Data provided:
_____

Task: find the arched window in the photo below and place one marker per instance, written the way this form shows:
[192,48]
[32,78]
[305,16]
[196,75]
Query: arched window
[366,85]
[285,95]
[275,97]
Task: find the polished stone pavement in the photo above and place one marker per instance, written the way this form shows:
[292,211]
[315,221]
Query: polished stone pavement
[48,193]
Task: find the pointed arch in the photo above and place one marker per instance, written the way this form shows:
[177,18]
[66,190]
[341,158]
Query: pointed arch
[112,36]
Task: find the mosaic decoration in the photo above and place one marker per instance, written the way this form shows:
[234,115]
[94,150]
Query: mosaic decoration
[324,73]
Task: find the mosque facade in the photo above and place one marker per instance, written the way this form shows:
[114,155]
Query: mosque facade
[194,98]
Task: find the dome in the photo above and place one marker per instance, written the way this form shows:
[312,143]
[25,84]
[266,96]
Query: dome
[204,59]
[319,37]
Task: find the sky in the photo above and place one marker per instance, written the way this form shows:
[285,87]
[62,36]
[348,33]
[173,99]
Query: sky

_____

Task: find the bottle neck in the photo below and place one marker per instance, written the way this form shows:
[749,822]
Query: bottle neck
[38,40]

_____

Aim of the exercise: Scan the listing above for the word "below" and copy every line that holds it.

Answer for this exercise:
Task: find the arched window in the photo below and place one marker per instance, written the way this form shows:
Task: find the bottle neck in the photo below and place one marker per instance, written the way this form shows:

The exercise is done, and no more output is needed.